## Supplied passage
=-=-=-=-=

This blog has been dormient for over a year, now. Probably nobody asked this, and nobody cares, but: where have I been? Due to a major computer failure, the effect of which was a loss of months of work, for a long time I have substantially reduced my coding activity. I guess I also needed time to see things from a distance.
I didn’t stop creative activities, though: I used the time in between to work on music, which had been buried under many lines of codes during the recent years.
If you are interested, you can check some outcomes here
and here
I plan to come back to coding soon, maybe I’ll talk about a couple of ideas I have which involve poetry generation for an art installation.
I have not updated this blog in several months now: various reasons, some more personal than others, have taken a role in this. I felt though the strong need to write again here.
No, I won’t show any code this time. Simply because there is no algorithm for the kind of artistic pieces I want to point your attention to.
Rather, I want to talk about what I consider one of the greatest performance acts of recent years. Italian street artist Blu has recently erased all the murals he had created in his very own city of Bologna during the last twenty years. The manifesto and the words explaining the reasons behind this decision have been left to Wu Ming, a collective of writers active since the mid ’90s.
You can read everything here. (There is an english translation as well.)
In an impressive act of artistic suicide, at the same time creative and destructive, aesthetic and poetic, Blu has reminded us that art has still the power to challenge and raise questions concerning urbanism, commonalities, public spaces, recuperation, power.
By subtracting those walls to a since too long ongoing process of cultural and economic reappropriation by a repressive establishment, he has left big “grayboards” for all to take part in the everyday struggle for freedom. The brush is in our hands, and it’s leaking.
These phenomena of reappropriation are not particular to street art.

=-=-=-=-=

## Data provided
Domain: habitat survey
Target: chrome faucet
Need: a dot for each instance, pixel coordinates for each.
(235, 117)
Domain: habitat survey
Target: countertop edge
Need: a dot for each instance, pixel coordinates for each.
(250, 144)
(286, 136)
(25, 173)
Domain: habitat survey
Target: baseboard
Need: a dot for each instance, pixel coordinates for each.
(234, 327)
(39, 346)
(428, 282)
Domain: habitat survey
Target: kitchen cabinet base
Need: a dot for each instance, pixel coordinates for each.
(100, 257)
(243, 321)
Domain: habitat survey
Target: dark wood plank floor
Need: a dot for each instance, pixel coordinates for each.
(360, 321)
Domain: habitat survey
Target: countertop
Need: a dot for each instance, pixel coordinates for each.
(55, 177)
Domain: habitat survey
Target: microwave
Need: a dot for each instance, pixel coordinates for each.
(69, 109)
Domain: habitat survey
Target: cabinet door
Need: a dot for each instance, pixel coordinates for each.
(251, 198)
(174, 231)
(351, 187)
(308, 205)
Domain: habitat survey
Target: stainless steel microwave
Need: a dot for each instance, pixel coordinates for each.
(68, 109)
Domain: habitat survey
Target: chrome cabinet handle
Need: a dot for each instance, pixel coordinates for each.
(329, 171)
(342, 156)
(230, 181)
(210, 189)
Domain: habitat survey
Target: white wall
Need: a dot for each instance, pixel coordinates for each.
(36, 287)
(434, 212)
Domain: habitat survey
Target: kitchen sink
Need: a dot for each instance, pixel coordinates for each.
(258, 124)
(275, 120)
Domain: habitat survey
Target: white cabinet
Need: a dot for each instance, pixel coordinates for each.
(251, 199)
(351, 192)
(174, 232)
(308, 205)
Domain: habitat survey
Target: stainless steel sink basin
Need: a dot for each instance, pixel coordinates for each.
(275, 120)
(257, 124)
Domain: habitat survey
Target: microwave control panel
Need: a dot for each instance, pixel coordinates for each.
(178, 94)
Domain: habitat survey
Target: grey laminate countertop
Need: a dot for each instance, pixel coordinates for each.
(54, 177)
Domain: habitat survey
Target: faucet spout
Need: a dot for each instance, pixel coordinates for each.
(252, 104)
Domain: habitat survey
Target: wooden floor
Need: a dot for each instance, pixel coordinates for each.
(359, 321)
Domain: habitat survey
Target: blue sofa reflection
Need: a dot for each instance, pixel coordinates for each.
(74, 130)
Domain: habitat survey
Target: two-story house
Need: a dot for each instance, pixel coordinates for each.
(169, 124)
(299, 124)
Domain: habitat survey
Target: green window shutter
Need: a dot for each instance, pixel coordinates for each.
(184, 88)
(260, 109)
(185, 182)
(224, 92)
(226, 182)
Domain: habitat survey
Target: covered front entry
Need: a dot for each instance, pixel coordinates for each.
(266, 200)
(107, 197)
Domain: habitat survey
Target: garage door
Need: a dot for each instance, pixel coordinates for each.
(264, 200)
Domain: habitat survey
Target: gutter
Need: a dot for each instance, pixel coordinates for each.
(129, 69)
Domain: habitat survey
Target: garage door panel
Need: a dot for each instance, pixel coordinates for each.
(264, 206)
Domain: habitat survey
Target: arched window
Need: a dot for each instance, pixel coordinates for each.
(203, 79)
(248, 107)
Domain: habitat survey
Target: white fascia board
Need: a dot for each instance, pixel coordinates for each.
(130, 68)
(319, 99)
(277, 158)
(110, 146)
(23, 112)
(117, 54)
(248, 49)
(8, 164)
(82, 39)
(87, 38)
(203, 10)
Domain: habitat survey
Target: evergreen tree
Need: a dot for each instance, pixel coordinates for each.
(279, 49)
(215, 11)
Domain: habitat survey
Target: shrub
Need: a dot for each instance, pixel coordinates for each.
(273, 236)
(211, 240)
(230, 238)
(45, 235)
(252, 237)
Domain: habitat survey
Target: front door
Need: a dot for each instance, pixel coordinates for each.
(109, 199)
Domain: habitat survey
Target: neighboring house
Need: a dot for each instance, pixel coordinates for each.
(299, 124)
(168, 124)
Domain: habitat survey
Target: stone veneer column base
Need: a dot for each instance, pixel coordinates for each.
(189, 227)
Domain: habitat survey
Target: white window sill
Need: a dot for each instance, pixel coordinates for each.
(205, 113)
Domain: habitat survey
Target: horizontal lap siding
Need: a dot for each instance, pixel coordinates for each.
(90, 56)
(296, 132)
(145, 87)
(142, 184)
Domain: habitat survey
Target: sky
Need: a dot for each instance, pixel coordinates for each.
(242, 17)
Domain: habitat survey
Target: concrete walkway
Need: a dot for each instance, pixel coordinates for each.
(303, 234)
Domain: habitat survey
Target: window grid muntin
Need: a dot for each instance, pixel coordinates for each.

=-=-=-=-=

## Directive 1
In the blog post about Blu's murals, who was left to write the manifesto explaining his decision?
## Directive 2
Carry on the blog post about Blu's murals, starting after its last sentence.
The data has no role here.

## Exercise answer 1
Wu Ming, a collective of writers active since the mid '90s.

## Exercise answer 2
“Coding”, the topic of this blog, is nowadays a buzzword everyone wants to pronounce. A piece of cake shot with low depth of field and Instagram filter everyone wants to taste. The latest golden egg chicken, or whatever. With various blogs and online magazines feeding you the latest technological wonders and the new emergent trends in this or that artistic field, where has the sense of exploration gone? How can we bring it back, and make it challenging once again, freeing it from the multiple petty boxes the corporate machine wants us to frame it?
Can we bring digital art “in the streets”, or will it always be confined to our smart and self-reassuring conventions and gatherings?
After a few hours from its repainting, the following writings have appeared on one of the gray walls left
“La felicità che mi era sempre stata negata.
Avevo il diritto di viverla quella felicità.
Non me l’avete concesso.
Allora peggio per me, peggio per voi, peggio per tutti.
Rimpianti si, ma in ogni caso nessun rimorso.”
For a little while, we had a glimpse of a Blu sky.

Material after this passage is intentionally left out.